> **Instructions for the task**
Rewrite every one of the rows below so that "innermost" becomes "most central" wherever it occurs. Leave all other text in the rows unchanged.

> **Extracted material**
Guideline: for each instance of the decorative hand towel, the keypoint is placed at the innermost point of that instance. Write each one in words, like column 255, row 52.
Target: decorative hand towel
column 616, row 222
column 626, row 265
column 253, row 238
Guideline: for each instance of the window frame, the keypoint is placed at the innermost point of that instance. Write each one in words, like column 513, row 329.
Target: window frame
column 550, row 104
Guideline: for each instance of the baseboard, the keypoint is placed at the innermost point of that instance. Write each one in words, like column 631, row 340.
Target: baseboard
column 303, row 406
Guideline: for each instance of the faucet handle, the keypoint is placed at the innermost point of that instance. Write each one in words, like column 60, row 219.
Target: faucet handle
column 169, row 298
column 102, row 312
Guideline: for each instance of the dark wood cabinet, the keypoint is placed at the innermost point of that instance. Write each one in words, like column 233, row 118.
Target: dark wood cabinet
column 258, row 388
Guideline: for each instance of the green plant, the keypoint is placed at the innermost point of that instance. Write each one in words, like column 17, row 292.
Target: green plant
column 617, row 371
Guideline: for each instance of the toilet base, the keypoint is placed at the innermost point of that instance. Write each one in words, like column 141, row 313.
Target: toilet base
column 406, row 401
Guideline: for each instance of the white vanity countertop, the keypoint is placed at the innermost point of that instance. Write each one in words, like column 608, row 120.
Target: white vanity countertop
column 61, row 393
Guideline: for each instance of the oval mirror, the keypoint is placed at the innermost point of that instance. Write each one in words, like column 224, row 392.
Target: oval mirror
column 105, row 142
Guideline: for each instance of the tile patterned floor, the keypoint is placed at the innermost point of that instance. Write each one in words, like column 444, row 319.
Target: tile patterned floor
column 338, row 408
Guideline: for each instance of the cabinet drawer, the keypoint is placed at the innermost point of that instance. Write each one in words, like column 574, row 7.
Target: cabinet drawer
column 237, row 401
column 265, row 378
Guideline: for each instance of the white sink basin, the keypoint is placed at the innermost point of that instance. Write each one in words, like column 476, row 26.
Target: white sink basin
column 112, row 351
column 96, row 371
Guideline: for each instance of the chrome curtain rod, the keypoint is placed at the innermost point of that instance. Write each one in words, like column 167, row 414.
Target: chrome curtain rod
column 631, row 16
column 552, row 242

> **Task output**
Guideline: for each instance of the decorative hand towel, the keypoint is placed at the most central point of that instance. Write each one in words, like column 255, row 52.
Target: decorative hand towel
column 616, row 222
column 626, row 265
column 253, row 238
Guideline: for each instance of the window frame, the keypoint is placed at the most central point of that instance. Write each one in words, like column 513, row 329.
Target: window frame
column 550, row 104
Guideline: for each instance of the baseboard, the keypoint is placed at the most central point of that instance. Write each one in words, like column 631, row 340.
Target: baseboard
column 303, row 406
Guideline: for each instance of the faucet handle, the keypoint is placed at the most central point of that instance. Write each one in words, like column 60, row 219.
Target: faucet handle
column 169, row 298
column 102, row 312
Guideline: for each instance of the dark wood cabinet, the keypoint is placed at the most central point of that instance. Write each one in words, like column 233, row 118.
Target: dark wood cabinet
column 258, row 388
Guideline: for each instance of the green plant, the keypoint is placed at the most central point of that instance. Write each one in words, like column 17, row 292.
Target: green plant
column 617, row 371
Guideline: for each instance of the toilet base, the keypoint is placed at the most central point of that instance. Write each one in words, like column 141, row 313.
Target: toilet base
column 406, row 401
Guideline: for each instance of the white vanity countertop, the keypoint is placed at the most central point of that instance. Write each one in words, like column 608, row 120.
Target: white vanity countertop
column 61, row 393
Guideline: for each instance of the oval mirror, the keypoint is placed at the most central point of that instance. Write each one in words, like column 224, row 392.
Target: oval mirror
column 105, row 142
Guideline: for each instance of the tile patterned floor, the keypoint is placed at the most central point of that instance. Write each one in words, like column 444, row 319.
Target: tile patterned floor
column 338, row 408
Guideline: for each instance of the cabinet drawer, the keypoint is placed at the most central point of that instance. Write each one in words, like column 574, row 7.
Target: cabinet drawer
column 237, row 401
column 265, row 378
Guideline: for each instance of the white sink basin, the keypoint is placed at the most central point of that instance. Write each one in words, like column 476, row 26.
Target: white sink basin
column 112, row 351
column 96, row 371
Guideline: for each instance of the chrome curtain rod, the keypoint is placed at the most central point of that instance. Write each one in words, like column 167, row 414.
Target: chrome curtain rod
column 631, row 16
column 552, row 242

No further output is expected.